▶ Problem description
Only the lines of the data below from the one with "The answer to" through the one with "672L268 656L244 651L230" are wanted. Repeat them exactly.

Items from a data source
_ _ _

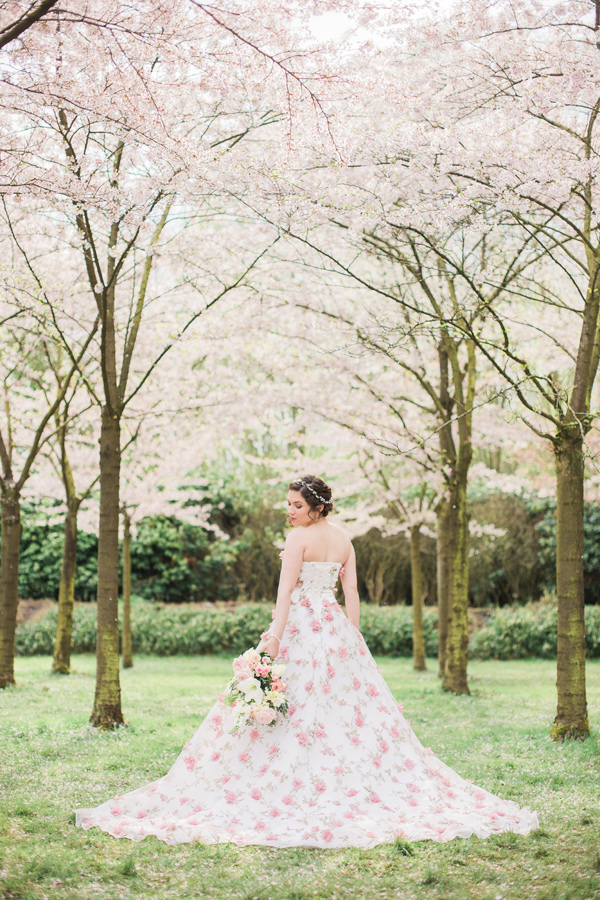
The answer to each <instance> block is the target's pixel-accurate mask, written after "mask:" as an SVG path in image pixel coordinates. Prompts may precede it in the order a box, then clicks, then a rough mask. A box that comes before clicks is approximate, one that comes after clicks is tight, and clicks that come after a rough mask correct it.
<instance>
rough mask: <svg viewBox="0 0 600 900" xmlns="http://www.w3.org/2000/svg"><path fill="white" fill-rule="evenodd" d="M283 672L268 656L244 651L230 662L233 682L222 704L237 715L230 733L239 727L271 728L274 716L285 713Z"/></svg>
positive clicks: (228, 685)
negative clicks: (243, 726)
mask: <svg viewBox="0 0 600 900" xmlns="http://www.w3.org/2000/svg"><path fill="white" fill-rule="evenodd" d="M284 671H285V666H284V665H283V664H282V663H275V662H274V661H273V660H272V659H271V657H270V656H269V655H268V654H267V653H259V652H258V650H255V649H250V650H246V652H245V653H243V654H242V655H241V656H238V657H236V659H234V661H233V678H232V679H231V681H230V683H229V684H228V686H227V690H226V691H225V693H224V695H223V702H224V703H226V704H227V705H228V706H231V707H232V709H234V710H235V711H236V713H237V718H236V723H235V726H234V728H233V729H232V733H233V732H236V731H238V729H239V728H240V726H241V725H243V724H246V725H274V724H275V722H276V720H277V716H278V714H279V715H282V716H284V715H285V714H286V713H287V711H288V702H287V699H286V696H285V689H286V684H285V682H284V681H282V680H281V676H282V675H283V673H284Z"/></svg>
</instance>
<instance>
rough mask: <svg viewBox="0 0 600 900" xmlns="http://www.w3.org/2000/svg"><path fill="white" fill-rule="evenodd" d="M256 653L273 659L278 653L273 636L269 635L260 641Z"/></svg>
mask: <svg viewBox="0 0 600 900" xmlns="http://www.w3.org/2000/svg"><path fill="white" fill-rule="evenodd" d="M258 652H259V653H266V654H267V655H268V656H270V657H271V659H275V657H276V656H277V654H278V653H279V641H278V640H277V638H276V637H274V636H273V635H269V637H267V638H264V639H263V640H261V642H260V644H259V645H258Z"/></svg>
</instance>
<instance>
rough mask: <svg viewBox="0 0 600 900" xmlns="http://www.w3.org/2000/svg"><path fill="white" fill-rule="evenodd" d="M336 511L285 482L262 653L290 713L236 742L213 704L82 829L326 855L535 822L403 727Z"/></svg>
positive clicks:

_ _ _

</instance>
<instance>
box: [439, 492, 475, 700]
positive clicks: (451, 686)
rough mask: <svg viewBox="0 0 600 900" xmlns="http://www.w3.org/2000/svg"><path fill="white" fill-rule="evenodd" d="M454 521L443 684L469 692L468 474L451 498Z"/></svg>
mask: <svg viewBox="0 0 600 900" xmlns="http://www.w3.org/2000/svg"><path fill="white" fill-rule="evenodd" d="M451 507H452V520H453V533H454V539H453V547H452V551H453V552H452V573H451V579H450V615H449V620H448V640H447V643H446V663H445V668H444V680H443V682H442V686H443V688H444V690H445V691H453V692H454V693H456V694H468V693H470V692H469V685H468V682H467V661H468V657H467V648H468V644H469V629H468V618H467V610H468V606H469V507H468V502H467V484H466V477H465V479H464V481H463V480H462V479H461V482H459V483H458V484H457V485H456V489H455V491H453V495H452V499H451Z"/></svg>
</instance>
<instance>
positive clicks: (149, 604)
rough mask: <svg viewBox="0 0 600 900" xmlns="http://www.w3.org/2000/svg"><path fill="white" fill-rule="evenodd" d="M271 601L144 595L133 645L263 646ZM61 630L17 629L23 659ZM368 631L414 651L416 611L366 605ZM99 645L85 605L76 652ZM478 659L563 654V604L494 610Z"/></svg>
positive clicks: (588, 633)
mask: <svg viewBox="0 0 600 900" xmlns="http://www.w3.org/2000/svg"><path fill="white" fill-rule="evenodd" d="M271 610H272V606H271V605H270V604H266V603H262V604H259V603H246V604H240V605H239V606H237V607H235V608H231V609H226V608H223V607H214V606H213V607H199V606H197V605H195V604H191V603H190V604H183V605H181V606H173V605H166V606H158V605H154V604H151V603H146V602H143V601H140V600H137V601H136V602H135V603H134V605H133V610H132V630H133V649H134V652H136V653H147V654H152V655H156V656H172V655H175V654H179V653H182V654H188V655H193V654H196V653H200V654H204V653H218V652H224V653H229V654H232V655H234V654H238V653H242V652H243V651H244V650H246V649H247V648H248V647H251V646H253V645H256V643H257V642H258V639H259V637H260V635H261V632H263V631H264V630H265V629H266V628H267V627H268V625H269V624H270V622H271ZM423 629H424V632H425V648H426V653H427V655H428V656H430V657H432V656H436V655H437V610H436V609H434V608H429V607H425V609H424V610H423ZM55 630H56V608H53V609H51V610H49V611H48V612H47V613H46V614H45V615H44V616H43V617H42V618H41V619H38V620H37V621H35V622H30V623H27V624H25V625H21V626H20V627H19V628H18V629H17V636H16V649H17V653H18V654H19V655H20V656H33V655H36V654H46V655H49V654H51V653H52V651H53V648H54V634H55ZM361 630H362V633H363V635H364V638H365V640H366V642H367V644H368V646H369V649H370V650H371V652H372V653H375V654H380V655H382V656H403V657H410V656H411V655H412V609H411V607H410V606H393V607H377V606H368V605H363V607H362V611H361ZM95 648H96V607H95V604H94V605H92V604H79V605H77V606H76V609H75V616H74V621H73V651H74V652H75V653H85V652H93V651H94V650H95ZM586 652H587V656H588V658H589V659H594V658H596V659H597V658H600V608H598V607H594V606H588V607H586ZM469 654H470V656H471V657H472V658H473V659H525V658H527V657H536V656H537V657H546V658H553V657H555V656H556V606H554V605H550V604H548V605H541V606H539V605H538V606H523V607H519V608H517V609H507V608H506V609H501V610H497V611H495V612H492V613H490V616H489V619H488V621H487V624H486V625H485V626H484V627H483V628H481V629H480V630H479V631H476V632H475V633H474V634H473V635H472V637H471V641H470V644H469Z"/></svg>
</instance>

_ _ _

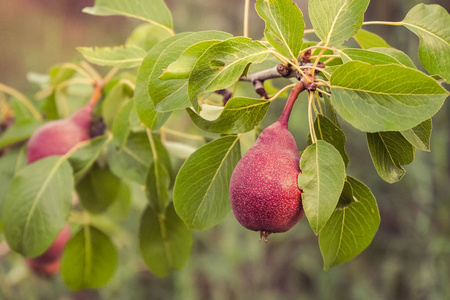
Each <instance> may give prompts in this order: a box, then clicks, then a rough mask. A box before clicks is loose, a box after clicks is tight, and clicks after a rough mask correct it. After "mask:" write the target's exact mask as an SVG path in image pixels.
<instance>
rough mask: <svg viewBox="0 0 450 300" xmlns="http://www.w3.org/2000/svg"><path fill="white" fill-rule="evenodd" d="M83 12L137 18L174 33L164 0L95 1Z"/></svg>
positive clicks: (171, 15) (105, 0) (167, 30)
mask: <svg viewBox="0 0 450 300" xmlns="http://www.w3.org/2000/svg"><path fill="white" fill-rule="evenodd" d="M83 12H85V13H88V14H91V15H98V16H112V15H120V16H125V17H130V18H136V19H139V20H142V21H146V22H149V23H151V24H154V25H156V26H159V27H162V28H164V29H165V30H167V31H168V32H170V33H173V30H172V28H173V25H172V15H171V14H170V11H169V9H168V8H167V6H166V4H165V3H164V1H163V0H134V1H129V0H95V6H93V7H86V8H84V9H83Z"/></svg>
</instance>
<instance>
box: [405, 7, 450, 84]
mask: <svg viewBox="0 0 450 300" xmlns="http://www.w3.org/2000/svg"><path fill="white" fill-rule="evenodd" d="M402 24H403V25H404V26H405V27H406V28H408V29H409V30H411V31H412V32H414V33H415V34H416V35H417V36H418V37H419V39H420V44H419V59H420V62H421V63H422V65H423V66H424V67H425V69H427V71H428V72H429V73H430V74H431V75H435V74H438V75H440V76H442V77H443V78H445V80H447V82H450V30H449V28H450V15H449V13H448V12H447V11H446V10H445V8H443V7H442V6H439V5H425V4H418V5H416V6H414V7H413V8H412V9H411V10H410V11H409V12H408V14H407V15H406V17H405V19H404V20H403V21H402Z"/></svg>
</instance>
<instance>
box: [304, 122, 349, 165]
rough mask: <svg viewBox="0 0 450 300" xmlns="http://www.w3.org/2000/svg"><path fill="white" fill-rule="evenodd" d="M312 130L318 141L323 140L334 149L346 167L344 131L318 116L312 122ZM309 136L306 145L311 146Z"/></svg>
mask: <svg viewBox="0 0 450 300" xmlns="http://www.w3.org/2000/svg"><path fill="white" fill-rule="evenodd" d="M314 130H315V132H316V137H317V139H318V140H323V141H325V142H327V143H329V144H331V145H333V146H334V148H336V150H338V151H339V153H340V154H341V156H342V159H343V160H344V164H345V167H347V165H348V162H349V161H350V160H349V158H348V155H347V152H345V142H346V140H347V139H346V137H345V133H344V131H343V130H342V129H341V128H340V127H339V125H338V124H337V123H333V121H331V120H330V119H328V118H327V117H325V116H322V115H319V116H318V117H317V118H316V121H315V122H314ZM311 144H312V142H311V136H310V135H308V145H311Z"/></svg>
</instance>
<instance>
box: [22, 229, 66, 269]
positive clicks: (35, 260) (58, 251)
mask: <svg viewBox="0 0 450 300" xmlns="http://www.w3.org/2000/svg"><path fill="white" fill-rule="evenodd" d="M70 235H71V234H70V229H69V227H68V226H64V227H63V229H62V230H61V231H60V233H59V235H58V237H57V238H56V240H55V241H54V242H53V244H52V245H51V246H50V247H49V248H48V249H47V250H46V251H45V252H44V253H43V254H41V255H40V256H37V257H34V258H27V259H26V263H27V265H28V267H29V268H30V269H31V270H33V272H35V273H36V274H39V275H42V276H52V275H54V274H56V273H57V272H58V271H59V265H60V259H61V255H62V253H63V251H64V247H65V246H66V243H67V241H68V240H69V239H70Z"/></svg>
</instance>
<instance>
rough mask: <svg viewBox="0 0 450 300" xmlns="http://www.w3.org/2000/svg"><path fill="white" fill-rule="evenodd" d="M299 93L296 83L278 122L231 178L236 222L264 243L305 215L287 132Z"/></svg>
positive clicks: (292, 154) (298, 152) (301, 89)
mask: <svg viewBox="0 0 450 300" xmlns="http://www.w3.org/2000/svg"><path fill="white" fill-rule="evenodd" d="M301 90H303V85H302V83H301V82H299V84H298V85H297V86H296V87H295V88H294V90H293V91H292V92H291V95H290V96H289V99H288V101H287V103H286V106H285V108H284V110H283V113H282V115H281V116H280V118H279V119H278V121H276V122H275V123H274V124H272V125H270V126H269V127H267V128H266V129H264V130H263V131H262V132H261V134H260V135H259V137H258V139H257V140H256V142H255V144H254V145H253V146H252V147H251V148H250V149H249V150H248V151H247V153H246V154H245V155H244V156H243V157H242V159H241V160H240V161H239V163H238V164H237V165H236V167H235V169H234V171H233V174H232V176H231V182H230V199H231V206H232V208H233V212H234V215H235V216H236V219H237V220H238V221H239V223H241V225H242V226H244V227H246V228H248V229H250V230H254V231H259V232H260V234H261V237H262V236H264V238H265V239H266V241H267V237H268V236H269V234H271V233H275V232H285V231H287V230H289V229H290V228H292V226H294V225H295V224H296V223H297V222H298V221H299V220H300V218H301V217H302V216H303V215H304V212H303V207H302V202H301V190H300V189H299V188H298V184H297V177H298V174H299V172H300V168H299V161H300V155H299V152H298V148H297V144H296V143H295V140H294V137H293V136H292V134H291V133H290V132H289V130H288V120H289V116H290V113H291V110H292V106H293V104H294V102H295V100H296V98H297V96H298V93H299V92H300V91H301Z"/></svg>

_ _ _

▶ Response area
The answer to each <instance> block is the target's pixel-accurate mask, written after "mask:" as an SVG path in image pixel coordinates. Prompts may precede it in the order a box, then clicks, then a rough mask. A box that comes before clicks is approximate, one that comes after clicks is tight, and clicks that come after a rough mask correct it.
<instance>
rough mask: <svg viewBox="0 0 600 900" xmlns="http://www.w3.org/2000/svg"><path fill="white" fill-rule="evenodd" d="M283 672L268 656L244 651L230 662L233 682L222 704L237 715L230 733L239 727L271 728L274 716L285 713Z"/></svg>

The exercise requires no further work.